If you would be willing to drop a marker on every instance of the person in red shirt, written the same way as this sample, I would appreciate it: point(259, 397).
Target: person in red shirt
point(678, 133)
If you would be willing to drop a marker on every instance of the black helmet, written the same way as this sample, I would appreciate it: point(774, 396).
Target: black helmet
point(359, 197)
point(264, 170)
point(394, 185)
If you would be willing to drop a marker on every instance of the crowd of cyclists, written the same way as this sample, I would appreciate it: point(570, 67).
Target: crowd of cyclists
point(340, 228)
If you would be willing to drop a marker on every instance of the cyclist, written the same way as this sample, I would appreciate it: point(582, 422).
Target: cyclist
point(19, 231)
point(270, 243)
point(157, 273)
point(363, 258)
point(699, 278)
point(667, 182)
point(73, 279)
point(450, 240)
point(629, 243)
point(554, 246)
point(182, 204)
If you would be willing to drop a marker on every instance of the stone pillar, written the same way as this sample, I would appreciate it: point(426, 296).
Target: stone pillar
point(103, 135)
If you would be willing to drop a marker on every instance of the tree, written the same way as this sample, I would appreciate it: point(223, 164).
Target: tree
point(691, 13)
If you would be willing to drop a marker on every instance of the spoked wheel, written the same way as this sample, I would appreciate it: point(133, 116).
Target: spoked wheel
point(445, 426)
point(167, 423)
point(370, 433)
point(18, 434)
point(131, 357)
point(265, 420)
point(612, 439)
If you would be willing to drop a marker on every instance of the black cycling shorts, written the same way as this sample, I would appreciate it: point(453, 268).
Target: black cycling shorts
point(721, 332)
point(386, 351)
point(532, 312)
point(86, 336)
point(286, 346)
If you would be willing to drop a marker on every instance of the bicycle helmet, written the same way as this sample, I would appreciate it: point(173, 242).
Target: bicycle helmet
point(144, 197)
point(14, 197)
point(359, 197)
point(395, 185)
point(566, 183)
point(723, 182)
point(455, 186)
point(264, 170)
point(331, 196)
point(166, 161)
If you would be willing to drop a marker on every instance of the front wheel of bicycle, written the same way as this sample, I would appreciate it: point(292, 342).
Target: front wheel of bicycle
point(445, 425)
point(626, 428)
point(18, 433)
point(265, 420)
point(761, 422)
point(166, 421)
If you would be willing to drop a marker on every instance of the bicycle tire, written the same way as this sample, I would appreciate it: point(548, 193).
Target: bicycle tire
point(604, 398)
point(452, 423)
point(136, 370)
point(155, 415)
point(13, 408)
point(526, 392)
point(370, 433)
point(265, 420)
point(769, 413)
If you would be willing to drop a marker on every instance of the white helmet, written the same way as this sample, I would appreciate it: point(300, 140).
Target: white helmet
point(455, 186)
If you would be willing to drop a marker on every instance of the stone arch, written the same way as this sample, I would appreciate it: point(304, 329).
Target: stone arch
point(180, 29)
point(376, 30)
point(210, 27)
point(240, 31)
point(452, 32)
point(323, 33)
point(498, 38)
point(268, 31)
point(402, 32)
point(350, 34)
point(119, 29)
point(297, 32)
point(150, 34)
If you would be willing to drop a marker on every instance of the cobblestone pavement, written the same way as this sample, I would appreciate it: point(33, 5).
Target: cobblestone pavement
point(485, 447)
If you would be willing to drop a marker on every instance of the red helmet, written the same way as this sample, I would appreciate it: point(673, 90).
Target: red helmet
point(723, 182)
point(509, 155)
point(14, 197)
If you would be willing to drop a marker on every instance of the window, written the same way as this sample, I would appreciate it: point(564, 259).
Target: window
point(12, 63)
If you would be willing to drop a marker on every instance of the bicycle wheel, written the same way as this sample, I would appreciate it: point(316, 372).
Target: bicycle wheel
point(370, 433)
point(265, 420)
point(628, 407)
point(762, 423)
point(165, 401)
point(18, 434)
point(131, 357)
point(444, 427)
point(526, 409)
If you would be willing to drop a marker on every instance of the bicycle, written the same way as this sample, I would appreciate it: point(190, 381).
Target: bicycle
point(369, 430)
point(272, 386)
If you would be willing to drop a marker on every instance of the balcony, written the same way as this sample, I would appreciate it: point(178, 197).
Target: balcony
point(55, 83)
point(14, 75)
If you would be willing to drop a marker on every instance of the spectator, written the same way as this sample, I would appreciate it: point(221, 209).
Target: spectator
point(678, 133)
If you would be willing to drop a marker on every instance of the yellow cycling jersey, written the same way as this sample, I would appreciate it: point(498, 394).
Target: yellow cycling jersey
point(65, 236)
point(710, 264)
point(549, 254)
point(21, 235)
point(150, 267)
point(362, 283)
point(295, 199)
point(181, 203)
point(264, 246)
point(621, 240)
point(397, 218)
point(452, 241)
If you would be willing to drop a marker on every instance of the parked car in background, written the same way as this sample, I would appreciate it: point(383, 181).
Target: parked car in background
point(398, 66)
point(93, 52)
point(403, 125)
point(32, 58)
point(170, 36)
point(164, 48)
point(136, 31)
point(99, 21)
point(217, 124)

——

▶ [Given task]
Rewrite the entries from the line containing "it: point(223, 164)." through the line containing "point(612, 439)", keeping every line. Offset each answer coordinate by 55, but leave the point in each line beginning "If you would be willing" unchanged.

▶ [Worked answer]
If you would be willing to drop a marker on every instance of the tree, written the same way as this sample, I would appreciate it: point(223, 164).
Target: tree
point(746, 68)
If you would be willing to drop a marker on every instance of the spoked wheel, written the same way as this sample, I would appreciate it: point(133, 116).
Target: spoked wheel
point(500, 481)
point(222, 478)
point(425, 488)
point(73, 489)
point(186, 412)
point(320, 475)
point(667, 494)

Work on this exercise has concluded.